WHAT THE TASK ASKS
The answer must be one number: how many lines in the records below contain the string "pole".
**** RECORDS PROVIDED
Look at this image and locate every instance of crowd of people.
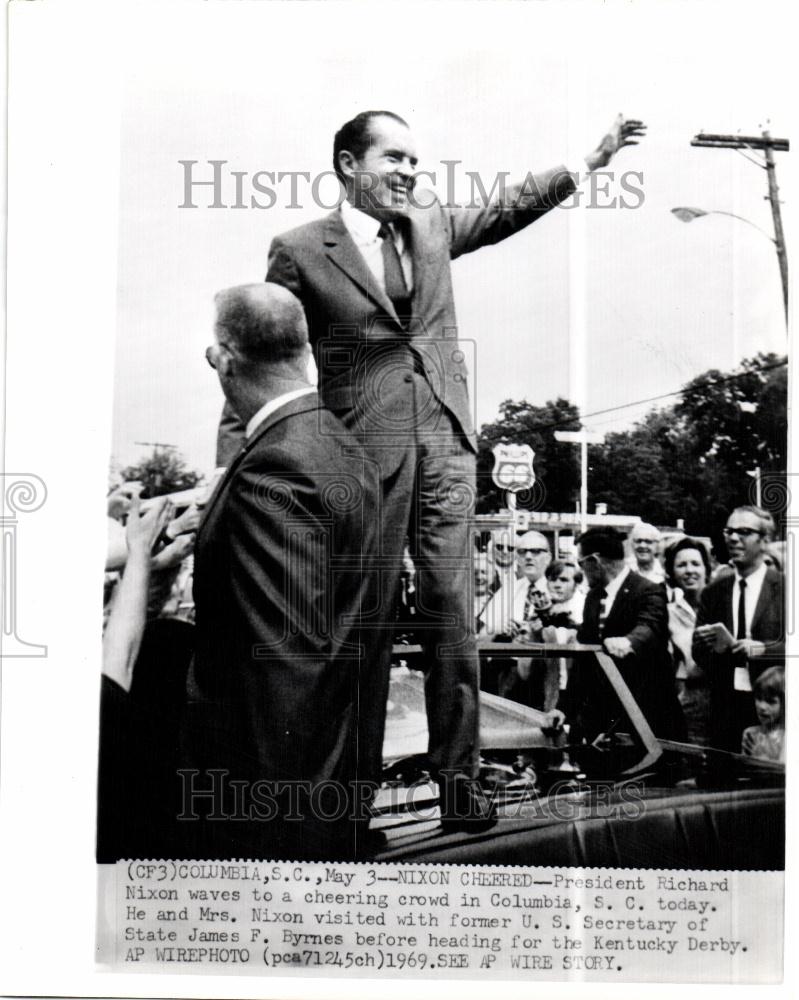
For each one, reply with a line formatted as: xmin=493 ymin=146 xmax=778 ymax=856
********
**** RECORDS PROVIDED
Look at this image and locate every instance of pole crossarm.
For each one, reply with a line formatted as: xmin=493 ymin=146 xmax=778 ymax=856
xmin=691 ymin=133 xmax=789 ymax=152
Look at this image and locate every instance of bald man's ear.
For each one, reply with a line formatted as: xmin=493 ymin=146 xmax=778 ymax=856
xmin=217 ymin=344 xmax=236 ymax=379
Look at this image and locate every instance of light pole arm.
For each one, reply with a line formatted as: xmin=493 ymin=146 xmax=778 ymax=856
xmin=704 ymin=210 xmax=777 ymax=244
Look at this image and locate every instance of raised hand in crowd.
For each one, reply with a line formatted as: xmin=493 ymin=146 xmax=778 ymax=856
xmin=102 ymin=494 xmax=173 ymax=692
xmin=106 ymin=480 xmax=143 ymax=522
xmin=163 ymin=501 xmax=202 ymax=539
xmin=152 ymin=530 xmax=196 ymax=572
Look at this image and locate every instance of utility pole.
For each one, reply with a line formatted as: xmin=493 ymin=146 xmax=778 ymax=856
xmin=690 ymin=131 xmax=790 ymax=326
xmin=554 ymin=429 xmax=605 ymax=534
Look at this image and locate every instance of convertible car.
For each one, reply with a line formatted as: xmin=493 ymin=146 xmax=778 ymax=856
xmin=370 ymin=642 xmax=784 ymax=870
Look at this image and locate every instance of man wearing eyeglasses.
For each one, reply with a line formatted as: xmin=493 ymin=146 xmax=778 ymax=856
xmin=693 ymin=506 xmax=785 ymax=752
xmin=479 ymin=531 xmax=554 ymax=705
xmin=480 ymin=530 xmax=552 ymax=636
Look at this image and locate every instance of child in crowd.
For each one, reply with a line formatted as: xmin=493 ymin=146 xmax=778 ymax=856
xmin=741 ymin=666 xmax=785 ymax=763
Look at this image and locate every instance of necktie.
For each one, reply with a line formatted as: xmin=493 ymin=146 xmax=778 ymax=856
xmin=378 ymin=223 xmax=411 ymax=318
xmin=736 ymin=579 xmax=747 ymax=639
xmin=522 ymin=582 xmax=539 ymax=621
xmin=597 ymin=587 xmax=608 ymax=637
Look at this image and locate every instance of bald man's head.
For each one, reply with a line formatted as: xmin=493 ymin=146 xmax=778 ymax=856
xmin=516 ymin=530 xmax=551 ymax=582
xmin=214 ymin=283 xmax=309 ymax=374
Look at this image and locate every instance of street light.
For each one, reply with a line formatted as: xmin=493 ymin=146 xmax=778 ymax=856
********
**** RECORDS PROVIDED
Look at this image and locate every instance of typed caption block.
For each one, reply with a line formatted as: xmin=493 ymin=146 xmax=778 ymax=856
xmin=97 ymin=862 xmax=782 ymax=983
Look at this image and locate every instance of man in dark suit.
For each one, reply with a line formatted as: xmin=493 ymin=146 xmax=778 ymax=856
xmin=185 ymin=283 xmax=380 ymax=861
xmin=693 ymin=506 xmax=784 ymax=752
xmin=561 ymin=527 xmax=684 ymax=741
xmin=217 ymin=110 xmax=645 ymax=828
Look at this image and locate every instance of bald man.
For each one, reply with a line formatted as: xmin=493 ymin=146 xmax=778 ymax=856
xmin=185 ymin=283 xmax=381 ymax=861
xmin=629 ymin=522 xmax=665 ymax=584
********
FINISHED TASK
3